> [OBJECTIVE]: Collect each line of the data below that contains the string "crowd", treating uppercase and lowercase letters as distinct.

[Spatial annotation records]
----------

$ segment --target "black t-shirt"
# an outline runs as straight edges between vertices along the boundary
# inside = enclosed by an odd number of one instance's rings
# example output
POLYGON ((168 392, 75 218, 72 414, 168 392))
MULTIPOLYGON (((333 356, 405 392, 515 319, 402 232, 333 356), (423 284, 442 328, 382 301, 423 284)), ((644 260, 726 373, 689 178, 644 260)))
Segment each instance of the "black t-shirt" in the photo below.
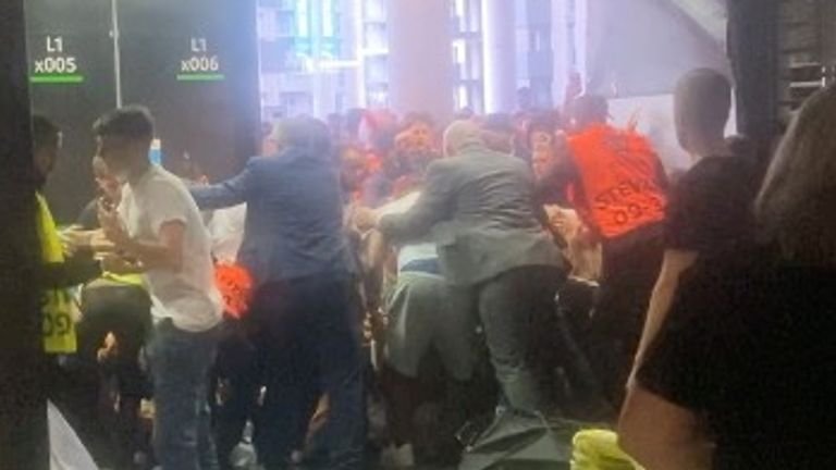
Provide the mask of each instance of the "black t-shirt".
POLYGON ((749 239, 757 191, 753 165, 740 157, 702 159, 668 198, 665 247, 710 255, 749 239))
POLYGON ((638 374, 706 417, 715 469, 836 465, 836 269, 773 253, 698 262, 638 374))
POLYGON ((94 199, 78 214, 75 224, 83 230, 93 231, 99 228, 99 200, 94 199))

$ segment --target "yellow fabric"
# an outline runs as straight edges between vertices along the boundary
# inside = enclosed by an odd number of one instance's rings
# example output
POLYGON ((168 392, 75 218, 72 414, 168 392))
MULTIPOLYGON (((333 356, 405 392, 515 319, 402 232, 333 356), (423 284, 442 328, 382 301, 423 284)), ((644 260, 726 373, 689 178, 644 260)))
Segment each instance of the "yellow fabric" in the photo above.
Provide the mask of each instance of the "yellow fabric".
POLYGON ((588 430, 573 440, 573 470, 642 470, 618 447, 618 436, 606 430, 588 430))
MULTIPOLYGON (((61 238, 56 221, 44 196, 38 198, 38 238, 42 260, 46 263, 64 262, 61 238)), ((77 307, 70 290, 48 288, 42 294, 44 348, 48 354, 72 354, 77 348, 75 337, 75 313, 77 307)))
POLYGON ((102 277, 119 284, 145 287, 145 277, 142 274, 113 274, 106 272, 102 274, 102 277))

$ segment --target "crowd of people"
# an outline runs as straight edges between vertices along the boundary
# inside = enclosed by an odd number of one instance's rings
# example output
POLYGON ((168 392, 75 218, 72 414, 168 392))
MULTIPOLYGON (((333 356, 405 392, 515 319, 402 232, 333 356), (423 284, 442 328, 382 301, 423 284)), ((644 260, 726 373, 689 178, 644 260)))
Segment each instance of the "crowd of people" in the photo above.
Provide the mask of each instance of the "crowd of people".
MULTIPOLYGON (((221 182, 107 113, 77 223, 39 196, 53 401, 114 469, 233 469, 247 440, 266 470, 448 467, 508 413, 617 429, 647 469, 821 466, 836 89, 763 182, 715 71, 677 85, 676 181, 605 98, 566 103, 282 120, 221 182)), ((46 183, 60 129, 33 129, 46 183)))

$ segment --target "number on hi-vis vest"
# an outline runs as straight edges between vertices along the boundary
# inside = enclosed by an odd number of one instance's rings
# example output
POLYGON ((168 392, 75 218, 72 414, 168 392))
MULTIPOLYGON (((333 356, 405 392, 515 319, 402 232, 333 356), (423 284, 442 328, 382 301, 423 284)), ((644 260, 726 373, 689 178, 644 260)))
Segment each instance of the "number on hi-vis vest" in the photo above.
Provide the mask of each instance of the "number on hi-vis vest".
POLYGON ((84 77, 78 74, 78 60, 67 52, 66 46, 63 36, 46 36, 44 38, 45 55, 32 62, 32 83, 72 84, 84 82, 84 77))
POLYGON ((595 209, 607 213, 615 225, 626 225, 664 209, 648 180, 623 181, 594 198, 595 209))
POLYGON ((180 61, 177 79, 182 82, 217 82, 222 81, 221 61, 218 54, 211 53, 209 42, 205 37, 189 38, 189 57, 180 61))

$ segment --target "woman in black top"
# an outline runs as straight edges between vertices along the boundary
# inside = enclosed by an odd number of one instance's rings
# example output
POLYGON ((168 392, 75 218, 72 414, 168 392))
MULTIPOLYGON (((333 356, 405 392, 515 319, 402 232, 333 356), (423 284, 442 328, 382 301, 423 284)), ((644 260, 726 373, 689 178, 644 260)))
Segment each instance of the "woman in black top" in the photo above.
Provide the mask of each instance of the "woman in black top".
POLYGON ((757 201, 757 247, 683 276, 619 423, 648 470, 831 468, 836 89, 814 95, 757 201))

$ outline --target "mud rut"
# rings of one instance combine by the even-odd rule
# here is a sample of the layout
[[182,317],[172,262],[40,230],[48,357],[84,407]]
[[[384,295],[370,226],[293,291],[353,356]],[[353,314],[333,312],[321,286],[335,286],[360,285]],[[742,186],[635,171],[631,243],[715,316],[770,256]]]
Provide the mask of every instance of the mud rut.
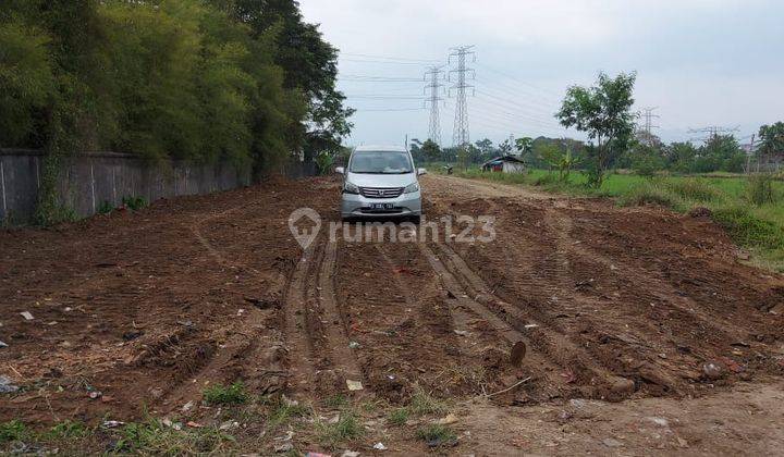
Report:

----------

> [TASK ANSWER]:
$ segment --target "crowd of people"
Segment each instance of the "crowd of people" in the photo above.
Provide the mask of each instance of the "crowd of people".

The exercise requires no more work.